Excerpted passage:
┌────────

State v. Martin

CROW, Presiding Judge.

A corporal of the Missouri State Highway Patrol, accompanied by the sheriff of Phelps County, arrested John Richard Martin (“Defendant”) after observing ten marijuana plants growing approximately forty yards from a house occupied by Defendant and his wife. The prosecutor subsequently charged Defendant with three felonies regarding the marijuana.

Claiming the arrest was unlawful, Defendant moved to suppress “all evidence” obtained as a result of the arrest, including all “self incriminating statements” allegedly made by him. After an evidentiary hearing, the trial court granted the motion, finding that the facts known by the arresting officer “did not constitute probable cause to arrest Defendant.”

The State appeals. § 547.200.1(2), RSMo 1994. Its sole point relied on avers the trial court erred in that “the arresting officers had knowledge of facts and circumstances sufficient for a prudent person to believe [Defendant] committed or had committed an offense.”

└────────

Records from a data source
┌────────

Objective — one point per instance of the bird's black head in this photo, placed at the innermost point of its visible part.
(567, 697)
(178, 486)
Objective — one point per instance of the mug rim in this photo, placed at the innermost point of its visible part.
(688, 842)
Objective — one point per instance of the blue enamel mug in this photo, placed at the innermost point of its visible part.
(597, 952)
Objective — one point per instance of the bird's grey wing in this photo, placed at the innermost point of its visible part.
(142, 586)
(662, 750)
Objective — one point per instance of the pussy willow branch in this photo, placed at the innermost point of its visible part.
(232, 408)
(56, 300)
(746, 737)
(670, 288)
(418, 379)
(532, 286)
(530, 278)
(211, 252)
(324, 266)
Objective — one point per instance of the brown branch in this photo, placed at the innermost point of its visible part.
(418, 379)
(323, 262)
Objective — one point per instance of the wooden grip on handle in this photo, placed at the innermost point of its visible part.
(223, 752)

└────────

Set task 1: Give the stretch of the State v. Martin excerpt from "CROW, Presiding Judge." through "regarding the marijuana.", substituting "sergeant" for "corporal".
Set task 2:
Answer these questions on the State v. Martin excerpt:
(a) How many marijuana plants did the arresting officers observe?
(b) How many felonies did the prosecutor charge Defendant with?
(c) What did the trial court find the facts known by the arresting officer did not constitute?
The entries above are separate material and have no connection to the State v. Martin excerpt.

Full response 1:
CROW, Presiding Judge.

A sergeant of the Missouri State Highway Patrol, accompanied by the sheriff of Phelps County, arrested John Richard Martin (“Defendant”) after observing ten marijuana plants growing approximately forty yards from a house occupied by Defendant and his wife. The prosecutor subsequently charged Defendant with three felonies regarding the marijuana.

Full response 2:
(a) Ten.
(b) Three.
(c) Probable cause to arrest Defendant.